8 Reasons Windows Users Don’t Switch

by Steven Leigh Oct 02, 2007

Let me say it right off the bat: Macs running OS X give the best computing experience on the planet. It’s not that Macs are perfect, but compared to everything else, there is nothing like the Mac experience. With that in mind, it’s difficult for many Mac users to comprehend why there are so many Windows users suffering needlessly by running a Windows system. That’s where I come in.

I have been a die-hard Windows user since I started computing. If you had told me I would switch to Mac at any point in the future, I would have laughed at you. There was nothing that could ever make me switch! Well, that didn’t exactly last forever, but as a recent Mac “switcher,” I have a unique perspective on both worlds. Experienced Mac users may not have the perspective that it takes to see what makes Windows users stay with Microsoft, and let’s face it, some Mac users (not you or me, of course) are just downright zealots who think that anyone using Windows should be cast into the fiery pits of Mount Doom and forgotten for all eternity. (Nerd alert!)

So allow me to take an objective look at what keeps some Windows users from switching, from the perspective of someone who has resisted switching to Mac for a long time and was looking for any excuse to stay with Windows. And once you’ve read this article, check out 8 Reasons Windows Users Do Switch to Mac to learn what is working.

§ **SUPPLIED MATERIAL**:

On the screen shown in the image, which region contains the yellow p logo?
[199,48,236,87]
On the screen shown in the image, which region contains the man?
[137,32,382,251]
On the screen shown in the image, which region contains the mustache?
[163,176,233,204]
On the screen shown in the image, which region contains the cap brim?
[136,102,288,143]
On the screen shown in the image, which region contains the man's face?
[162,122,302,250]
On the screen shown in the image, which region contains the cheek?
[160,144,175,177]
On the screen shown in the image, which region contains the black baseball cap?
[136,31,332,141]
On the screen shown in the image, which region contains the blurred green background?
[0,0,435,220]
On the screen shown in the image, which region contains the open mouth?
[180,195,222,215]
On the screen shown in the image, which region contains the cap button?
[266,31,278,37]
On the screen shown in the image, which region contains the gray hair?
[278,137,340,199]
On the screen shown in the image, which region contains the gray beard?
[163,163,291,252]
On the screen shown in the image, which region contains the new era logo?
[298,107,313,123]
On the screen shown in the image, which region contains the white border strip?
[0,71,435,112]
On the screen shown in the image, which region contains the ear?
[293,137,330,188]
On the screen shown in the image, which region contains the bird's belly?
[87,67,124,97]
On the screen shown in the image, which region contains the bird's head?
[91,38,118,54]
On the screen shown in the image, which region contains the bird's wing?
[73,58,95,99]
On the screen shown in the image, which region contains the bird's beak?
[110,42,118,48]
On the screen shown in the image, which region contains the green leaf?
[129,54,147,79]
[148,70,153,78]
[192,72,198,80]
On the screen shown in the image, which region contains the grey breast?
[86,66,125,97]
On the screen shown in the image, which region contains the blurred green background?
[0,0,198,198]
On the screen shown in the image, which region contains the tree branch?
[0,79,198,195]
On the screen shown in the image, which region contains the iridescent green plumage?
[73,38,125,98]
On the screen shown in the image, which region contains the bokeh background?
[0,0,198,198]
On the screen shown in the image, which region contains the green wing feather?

§ **ASSIGNMENT**:
Answer these questions from the article on why Windows users don't switch to Mac:
1. Who wrote it, and on what date?
2. What operating system do the Macs it praises run?
3. Which other article does it suggest reading afterward?

§ **REPLY TO THE TASK**:
1. Steven Leigh, on Oct 02, 2007.
2. OS X.
3. 8 Reasons Windows Users Do Switch to Mac.